**RECORDS SUPPLIED**

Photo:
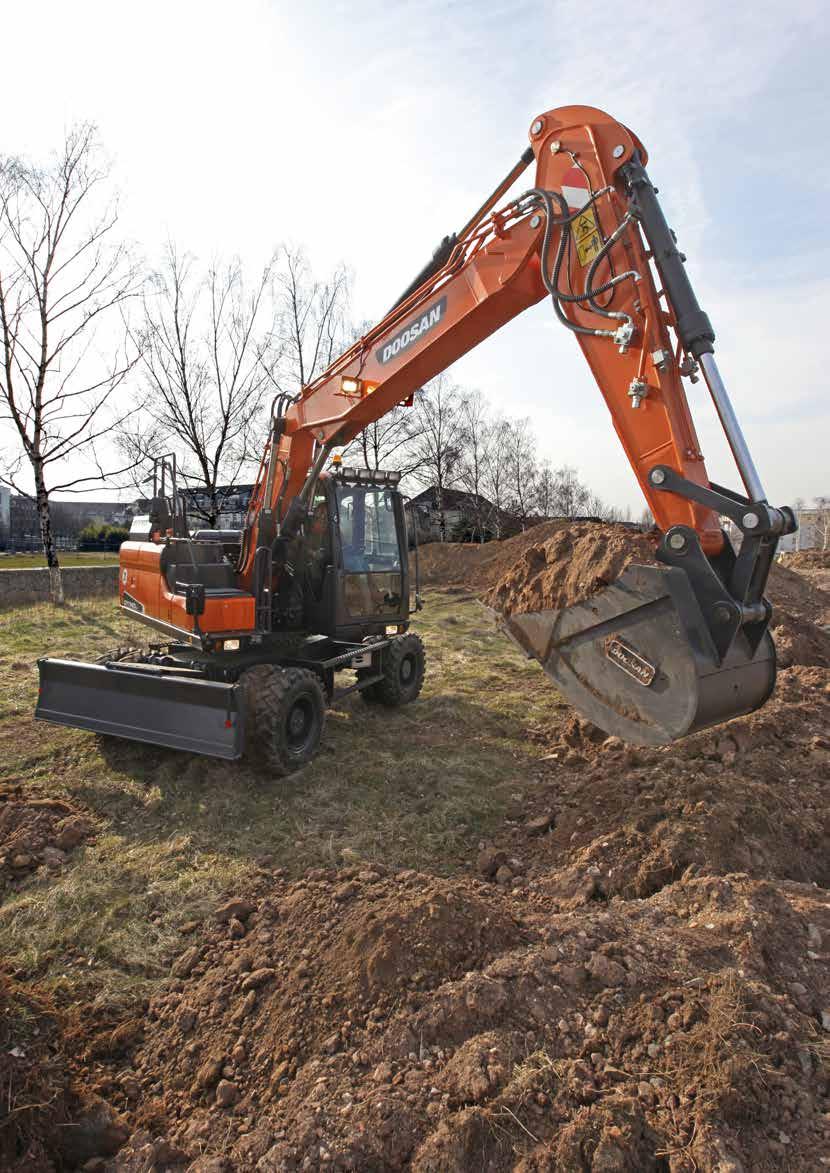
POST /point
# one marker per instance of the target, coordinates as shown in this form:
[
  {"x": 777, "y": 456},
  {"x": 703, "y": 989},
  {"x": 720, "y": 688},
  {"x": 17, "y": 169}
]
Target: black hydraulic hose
[
  {"x": 601, "y": 289},
  {"x": 552, "y": 280}
]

**WHAT THE EXERCISE ASKS**
Set the pictures aside and transcribe the data above exactly.

**COMPLETED TASK**
Photo:
POST /point
# one marker per instance of the target, coordinates as shown in this form:
[
  {"x": 777, "y": 456},
  {"x": 703, "y": 989},
  {"x": 720, "y": 688},
  {"x": 17, "y": 169}
]
Target: black hydraulic hose
[
  {"x": 601, "y": 289},
  {"x": 552, "y": 280}
]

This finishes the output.